= WORK REQUIRED =
Copy out every line below word for word, but leave the picture out of your copy.

= RECORDED DATA =
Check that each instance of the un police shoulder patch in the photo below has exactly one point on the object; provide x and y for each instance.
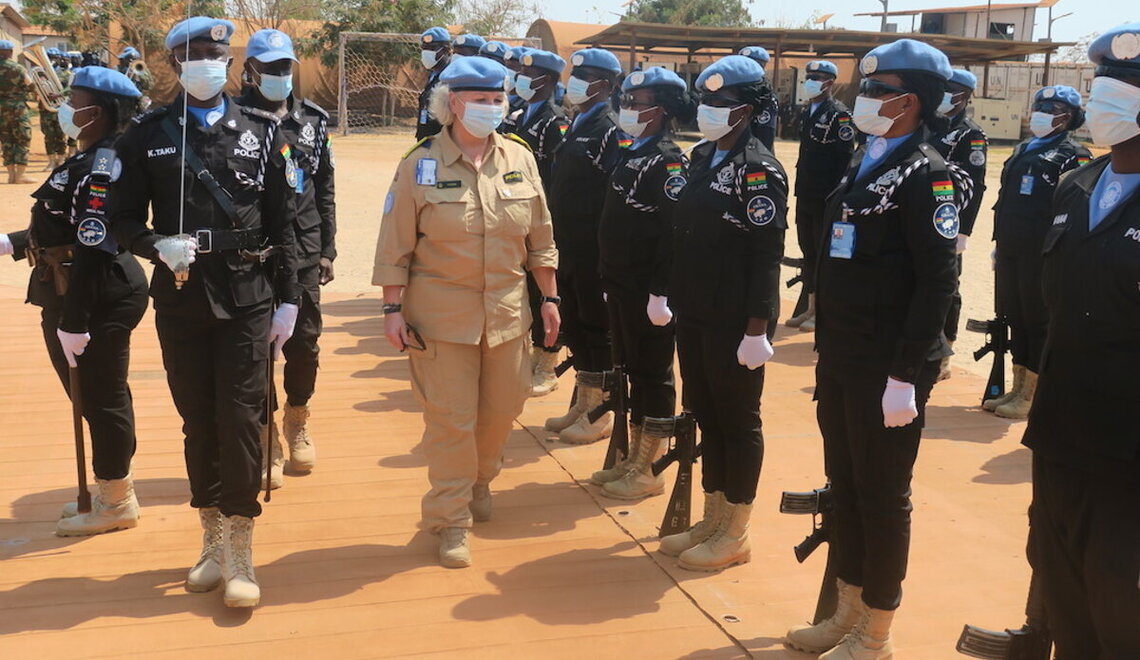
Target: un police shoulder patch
(945, 220)
(762, 210)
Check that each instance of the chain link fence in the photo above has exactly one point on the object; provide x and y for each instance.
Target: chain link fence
(381, 78)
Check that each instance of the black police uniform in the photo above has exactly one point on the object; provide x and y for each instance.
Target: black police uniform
(426, 124)
(214, 330)
(581, 168)
(729, 236)
(880, 308)
(1084, 532)
(105, 296)
(635, 239)
(304, 129)
(965, 144)
(1022, 218)
(827, 138)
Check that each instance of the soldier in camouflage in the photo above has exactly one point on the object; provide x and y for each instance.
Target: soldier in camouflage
(15, 122)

= COMPLETE ANSWER =
Check that each instance of the un police shoulder patch in the photo below has exactly one point on the object; provide x and y for each instance.
Target: un police shoulder patch
(945, 220)
(762, 210)
Check that each instance of the chain link fence in the photo above has exactly one point on the object; provide x and y for each instance.
Target: chain link fence
(381, 78)
Check that each instance of the black police uniform in the photo above has exactly one point on the object; provide x and y for each instance.
Target: black police uniform
(426, 124)
(214, 330)
(581, 168)
(729, 236)
(880, 308)
(1084, 532)
(105, 296)
(635, 239)
(304, 129)
(965, 144)
(1022, 218)
(827, 138)
Check that each instance of the soldier in camouflage in the photo above has exactly one point on the object; provide x and y for each instance.
Target: soldier in camouflage
(15, 122)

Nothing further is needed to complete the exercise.